◆ **Given text**:

───

# ODE4.4

A ball is thrown straight up from the ground. How high will it go?

The height of the ball at time $t\,$ is $x(t)\,$, and the force acting on the ball is $-mg\,$.

Newton's second law gives the relation

$m{\frac {d^{2}x}{dt^{2}}}+mg=0\,$

Let $m=1\,$ for convenience.

${\frac {d^{2}x}{dt^{2}}}+g=0\,$

Integrate the last equation.

${\frac {dx(t)}{dt}}+gt+C=0\,$

To get $C\,$, start with an initial velocity $v_{0}\,$ and set $t=0\,$

$v_{0}+C=0\,$

So now,

${\frac {dx}{dt}}+gt-v_{0}=0\,$

Integrate again.

───

◆ **What this exercise asks**:
A) Reproduce a passage from the ball derivation, beginning at the words "The height of" and stopping after "the last equation.".
B) According to the ball derivation, why is the time set to zero after the first integration?
C) Write what comes next in the ball derivation, picking up after its final line.
The data come from a separate source and are unrelated to the ball derivation.

───

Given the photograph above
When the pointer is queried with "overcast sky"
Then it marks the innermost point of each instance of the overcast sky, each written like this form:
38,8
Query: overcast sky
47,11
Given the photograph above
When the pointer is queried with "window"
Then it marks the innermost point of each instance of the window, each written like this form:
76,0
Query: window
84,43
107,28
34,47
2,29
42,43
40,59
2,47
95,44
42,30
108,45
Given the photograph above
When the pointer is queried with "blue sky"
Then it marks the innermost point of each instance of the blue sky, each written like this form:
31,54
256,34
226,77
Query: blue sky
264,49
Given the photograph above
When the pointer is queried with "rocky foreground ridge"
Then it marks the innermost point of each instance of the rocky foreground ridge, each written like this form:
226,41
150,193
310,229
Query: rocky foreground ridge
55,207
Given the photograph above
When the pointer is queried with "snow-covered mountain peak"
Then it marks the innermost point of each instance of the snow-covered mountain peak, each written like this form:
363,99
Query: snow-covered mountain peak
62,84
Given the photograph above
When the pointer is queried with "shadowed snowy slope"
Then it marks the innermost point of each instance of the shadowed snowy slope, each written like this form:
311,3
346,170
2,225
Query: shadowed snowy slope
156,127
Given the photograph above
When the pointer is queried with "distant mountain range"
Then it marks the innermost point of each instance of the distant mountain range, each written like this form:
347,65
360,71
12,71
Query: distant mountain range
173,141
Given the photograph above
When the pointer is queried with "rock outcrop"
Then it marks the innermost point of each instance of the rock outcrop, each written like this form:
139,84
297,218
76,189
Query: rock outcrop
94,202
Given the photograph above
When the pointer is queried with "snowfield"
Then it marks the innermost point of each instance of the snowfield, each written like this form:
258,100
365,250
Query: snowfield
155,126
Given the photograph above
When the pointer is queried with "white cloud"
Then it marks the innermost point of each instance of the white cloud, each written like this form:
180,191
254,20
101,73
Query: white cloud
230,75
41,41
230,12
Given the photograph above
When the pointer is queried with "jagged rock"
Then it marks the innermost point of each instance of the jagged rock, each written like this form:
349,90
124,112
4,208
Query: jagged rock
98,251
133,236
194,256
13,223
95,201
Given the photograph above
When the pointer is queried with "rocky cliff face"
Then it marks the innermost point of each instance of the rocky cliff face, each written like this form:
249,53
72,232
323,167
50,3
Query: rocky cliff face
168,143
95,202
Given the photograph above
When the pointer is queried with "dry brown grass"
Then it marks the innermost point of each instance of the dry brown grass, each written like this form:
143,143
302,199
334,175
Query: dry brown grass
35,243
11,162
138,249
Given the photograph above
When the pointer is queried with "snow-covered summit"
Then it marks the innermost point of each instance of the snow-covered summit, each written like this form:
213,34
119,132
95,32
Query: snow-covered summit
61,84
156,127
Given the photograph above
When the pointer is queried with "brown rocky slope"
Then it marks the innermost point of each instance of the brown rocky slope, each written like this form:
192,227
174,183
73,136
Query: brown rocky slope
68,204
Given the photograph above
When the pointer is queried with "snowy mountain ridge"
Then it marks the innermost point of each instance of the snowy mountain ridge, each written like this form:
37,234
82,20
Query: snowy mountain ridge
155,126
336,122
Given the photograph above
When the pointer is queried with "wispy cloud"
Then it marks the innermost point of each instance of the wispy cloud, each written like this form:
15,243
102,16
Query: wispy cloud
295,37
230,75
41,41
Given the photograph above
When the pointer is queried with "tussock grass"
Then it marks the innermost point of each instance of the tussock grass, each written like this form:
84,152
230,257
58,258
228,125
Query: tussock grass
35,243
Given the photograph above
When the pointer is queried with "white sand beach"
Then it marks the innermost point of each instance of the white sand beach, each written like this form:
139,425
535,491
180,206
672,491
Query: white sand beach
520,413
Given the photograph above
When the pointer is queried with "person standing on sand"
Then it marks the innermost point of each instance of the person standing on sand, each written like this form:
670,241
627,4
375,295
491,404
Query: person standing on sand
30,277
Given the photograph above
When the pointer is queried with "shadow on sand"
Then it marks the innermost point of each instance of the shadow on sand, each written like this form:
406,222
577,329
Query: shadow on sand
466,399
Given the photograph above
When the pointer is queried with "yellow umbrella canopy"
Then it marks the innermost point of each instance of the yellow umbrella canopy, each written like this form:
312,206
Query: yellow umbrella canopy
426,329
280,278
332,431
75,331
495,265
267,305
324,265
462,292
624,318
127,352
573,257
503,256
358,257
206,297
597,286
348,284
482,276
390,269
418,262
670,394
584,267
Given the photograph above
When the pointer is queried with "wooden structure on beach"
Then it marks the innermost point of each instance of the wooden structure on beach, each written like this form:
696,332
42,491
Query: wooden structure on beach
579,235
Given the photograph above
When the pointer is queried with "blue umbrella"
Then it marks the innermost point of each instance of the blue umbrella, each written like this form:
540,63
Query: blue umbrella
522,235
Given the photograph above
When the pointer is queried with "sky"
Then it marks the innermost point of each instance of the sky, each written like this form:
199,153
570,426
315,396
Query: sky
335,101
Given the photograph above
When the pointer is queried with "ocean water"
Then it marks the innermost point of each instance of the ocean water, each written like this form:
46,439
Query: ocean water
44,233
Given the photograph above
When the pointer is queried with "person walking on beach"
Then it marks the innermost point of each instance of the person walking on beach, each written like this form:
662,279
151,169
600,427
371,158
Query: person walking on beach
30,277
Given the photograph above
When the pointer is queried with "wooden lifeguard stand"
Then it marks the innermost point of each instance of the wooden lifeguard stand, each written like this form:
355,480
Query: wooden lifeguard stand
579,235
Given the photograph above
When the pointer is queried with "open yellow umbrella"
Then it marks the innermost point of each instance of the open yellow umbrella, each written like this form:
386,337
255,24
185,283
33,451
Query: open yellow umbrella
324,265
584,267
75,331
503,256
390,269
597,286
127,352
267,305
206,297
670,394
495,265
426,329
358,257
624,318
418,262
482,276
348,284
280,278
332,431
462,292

───

◆ **The replies**:
A)
The height of the ball at time $t\,$ is $x(t)\,$, and the force acting on the ball is $-mg\,$.

Newton's second law gives the relation

$m{\frac {d^{2}x}{dt^{2}}}+mg=0\,$

Let $m=1\,$ for convenience.

${\frac {d^{2}x}{dt^{2}}}+g=0\,$

Integrate the last equation.

B) Setting t = 0 with an initial velocity v₀ is how the constant C is found. At that moment the equation reduces to v₀ + C = 0.

C)
$x(t)+{\frac {1}{2}}gt^{2}-v_{0}t+D=0\,$

Since we have set $x(0)=0\,$, $D=0\,$

The equation of position is

$x(t)=-{\frac {1}{2}}gt^{2}+v_{0}t\,$

To find the maximum, set the first derivative equal to 0.

$-gt+v_{0}=0\,$

$t_{{max}}={\frac {v_{0}}{g}}\,$

Check that the second derivative at this point is negative.

$x''\left({\frac {v_{0}}{g}}\right)=-g\,$

So the answer is this point $t_{{max}}\,$ evaluated in the position function.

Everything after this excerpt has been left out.